■ **THE EXERCISE**
Which lines in the records below contain the string "dark"? Sift them out and copy each one, treating uppercase and lowercase letters as different.

■ **RECORDS FOR THIS TASK**
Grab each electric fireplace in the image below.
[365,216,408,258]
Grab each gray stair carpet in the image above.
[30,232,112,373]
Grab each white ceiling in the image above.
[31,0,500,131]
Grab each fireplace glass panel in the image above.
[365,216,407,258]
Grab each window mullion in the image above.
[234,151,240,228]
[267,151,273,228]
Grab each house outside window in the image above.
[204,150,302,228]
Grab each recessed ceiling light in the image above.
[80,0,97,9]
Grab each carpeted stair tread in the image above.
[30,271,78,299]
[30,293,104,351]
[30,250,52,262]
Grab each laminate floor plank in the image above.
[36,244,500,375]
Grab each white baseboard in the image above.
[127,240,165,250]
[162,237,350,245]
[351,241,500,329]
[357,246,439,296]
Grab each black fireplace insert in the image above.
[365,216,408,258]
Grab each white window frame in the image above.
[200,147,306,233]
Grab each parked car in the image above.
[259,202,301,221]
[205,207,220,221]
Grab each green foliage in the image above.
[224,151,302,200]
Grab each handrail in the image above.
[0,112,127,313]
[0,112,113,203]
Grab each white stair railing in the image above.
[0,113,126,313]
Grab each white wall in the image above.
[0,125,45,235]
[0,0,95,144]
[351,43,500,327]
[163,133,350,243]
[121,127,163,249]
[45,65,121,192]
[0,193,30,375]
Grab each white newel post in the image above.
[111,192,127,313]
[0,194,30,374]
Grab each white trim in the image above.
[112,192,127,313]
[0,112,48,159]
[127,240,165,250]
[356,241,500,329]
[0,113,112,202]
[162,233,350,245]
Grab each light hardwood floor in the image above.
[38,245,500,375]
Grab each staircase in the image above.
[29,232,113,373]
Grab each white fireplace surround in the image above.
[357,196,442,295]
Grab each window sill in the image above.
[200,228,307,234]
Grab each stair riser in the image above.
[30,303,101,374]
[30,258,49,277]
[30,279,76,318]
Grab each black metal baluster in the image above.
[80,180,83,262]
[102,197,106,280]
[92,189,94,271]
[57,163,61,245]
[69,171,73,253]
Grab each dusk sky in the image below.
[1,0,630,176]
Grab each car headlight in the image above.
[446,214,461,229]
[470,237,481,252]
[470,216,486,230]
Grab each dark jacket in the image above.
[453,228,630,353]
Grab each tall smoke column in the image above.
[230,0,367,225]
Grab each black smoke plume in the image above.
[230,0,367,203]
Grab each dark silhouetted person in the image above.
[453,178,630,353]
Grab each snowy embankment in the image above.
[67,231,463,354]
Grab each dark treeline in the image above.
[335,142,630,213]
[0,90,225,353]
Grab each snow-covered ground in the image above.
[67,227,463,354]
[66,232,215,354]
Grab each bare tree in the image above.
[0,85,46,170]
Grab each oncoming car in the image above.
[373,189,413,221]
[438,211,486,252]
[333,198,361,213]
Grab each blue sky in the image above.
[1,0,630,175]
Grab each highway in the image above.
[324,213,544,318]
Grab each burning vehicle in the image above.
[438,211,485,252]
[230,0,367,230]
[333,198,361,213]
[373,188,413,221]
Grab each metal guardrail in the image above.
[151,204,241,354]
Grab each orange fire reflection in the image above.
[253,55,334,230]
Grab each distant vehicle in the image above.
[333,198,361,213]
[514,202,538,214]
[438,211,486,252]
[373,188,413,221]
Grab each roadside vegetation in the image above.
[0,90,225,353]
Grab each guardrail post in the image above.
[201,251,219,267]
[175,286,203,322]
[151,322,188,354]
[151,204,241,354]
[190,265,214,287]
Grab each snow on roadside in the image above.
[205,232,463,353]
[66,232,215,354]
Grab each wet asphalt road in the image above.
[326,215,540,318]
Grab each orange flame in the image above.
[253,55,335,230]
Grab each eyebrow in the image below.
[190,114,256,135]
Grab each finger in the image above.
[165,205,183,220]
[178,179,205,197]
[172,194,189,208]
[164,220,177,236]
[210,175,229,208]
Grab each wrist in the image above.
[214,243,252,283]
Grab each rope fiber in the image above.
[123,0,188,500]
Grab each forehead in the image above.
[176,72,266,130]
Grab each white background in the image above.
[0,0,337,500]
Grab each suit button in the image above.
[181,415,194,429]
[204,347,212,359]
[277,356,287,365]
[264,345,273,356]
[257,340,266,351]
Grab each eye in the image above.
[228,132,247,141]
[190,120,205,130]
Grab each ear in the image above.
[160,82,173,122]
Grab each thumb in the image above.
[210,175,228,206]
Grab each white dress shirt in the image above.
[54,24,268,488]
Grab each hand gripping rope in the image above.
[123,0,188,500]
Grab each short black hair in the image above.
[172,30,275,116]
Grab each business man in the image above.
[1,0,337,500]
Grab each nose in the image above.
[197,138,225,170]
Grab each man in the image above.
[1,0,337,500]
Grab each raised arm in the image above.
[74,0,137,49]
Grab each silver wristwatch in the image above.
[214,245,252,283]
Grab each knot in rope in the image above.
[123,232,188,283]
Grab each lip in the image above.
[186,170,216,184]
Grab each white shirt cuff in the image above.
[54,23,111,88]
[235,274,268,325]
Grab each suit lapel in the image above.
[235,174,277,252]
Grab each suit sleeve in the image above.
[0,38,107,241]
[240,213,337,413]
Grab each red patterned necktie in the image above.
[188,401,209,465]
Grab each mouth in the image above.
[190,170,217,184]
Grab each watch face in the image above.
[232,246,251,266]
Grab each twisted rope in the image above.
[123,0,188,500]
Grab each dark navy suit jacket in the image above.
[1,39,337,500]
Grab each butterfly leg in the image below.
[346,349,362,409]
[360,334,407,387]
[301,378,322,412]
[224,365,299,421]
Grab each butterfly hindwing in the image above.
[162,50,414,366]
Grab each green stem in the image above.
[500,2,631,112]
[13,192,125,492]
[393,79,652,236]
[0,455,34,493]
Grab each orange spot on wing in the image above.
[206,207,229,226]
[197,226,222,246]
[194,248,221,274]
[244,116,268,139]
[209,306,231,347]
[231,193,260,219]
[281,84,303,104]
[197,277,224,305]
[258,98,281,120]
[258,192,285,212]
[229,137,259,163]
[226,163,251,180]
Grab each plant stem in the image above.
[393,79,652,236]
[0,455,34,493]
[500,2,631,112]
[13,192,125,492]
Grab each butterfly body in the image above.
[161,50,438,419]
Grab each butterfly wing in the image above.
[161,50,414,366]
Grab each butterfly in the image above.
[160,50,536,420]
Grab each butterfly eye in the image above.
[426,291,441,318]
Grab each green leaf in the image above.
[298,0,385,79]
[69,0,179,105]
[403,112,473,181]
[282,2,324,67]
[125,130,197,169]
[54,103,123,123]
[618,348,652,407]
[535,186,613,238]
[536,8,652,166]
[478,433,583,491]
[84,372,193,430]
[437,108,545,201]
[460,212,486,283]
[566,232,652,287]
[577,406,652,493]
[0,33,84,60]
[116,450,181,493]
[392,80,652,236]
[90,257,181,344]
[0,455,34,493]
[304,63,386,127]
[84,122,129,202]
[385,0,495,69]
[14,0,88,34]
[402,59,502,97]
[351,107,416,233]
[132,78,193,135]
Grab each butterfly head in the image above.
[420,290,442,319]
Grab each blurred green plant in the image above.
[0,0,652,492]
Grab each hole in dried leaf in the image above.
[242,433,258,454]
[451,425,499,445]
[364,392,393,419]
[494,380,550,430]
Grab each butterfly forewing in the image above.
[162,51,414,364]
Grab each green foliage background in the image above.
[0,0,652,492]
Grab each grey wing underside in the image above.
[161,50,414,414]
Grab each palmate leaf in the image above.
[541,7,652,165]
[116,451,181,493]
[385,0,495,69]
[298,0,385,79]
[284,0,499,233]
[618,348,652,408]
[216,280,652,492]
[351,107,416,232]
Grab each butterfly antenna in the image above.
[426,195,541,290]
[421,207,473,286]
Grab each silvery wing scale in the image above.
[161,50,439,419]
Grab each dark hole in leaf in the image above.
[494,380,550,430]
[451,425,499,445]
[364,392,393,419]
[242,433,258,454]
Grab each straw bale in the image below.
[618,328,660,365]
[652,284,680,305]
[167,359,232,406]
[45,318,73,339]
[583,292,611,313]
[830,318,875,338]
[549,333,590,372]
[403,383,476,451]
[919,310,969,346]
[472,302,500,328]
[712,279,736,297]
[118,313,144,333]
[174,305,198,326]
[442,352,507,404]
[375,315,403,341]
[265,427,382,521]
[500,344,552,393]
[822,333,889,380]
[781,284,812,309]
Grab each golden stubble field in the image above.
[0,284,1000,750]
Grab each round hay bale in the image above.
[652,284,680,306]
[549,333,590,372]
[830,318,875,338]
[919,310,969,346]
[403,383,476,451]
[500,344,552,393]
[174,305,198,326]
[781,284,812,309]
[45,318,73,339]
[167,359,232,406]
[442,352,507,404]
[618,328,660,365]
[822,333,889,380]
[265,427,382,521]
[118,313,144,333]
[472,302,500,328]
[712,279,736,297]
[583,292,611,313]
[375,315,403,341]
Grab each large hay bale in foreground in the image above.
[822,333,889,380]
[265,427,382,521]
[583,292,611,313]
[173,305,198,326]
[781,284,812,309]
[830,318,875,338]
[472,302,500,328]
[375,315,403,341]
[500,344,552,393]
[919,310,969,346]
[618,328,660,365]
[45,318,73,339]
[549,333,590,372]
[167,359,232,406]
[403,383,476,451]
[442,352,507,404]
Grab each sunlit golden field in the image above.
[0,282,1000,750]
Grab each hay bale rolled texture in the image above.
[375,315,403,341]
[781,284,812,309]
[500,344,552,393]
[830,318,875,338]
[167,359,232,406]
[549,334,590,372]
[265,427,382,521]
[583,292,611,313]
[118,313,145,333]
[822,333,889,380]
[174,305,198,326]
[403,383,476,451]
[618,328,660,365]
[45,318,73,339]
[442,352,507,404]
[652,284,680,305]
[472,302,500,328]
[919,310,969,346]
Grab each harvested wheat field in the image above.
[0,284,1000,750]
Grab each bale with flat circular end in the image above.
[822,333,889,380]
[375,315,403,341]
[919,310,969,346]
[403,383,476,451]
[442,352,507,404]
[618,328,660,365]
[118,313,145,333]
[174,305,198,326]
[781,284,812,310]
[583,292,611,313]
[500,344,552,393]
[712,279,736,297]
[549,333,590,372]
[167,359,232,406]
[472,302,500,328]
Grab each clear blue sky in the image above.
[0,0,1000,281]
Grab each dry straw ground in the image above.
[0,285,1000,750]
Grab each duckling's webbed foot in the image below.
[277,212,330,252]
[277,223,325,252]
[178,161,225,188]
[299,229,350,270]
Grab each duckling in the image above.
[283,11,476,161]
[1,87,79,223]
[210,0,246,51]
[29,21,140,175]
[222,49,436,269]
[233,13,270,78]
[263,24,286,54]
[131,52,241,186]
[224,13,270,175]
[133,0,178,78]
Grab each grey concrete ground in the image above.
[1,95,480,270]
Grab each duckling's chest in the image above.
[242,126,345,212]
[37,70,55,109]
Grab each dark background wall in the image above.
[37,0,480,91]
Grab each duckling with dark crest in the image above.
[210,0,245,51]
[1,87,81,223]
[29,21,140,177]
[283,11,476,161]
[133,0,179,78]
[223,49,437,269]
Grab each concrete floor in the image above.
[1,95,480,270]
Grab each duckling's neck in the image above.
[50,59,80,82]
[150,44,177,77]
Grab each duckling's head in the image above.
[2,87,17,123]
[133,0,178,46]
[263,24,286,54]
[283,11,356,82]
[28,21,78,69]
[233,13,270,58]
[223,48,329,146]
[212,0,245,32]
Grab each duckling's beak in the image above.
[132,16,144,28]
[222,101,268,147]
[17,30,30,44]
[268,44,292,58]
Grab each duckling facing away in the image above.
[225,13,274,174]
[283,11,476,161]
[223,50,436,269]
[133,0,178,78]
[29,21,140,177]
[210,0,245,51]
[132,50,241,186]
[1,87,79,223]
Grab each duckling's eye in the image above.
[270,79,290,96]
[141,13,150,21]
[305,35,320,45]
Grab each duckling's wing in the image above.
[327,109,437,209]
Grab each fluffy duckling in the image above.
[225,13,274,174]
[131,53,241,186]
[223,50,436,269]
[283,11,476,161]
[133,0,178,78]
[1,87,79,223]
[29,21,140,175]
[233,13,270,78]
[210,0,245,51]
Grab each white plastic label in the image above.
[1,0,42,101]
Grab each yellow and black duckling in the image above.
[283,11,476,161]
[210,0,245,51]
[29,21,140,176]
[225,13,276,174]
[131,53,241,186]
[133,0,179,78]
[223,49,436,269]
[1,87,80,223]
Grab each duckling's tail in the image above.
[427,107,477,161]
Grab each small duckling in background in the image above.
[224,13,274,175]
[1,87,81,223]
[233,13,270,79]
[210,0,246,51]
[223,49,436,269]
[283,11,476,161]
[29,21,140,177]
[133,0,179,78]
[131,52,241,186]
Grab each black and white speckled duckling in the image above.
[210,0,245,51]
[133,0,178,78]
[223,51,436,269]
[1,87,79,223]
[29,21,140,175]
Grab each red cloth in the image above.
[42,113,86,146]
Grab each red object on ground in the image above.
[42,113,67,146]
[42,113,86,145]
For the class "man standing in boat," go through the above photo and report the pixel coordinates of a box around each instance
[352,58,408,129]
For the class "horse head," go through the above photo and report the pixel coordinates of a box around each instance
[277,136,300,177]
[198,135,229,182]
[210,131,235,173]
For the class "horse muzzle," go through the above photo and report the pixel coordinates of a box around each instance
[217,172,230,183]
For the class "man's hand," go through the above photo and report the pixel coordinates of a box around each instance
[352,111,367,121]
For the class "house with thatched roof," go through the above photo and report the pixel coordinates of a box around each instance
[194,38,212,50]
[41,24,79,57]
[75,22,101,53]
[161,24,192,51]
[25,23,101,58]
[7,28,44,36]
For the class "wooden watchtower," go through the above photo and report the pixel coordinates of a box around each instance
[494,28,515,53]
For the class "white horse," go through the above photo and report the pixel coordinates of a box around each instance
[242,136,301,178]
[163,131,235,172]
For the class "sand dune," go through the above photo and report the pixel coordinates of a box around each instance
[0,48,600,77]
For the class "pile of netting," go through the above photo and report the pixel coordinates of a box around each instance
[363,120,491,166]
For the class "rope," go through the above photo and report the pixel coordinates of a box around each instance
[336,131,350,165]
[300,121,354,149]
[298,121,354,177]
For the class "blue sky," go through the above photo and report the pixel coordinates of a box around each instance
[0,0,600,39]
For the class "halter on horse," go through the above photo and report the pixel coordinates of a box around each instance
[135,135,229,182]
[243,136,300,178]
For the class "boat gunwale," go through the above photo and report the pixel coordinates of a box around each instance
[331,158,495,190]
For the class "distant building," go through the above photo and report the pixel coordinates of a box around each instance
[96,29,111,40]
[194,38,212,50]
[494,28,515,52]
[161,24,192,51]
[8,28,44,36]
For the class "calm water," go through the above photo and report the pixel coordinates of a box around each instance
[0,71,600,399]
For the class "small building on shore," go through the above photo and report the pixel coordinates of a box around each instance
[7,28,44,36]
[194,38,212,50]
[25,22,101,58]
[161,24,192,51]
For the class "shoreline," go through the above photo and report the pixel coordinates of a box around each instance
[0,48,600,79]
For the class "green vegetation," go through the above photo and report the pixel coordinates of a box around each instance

■ **RESPONSE TO THIS EXERCISE**
Grab each dark jacket in the image above.
Grab each dark silhouetted person in the image above.
Grab each dark treeline in the image above.
Grab each dark navy suit jacket in the image above.
Grab each dark hole in leaf in the image above.
Grab each dark background wall in the image above.
Grab each duckling with dark crest in the image above.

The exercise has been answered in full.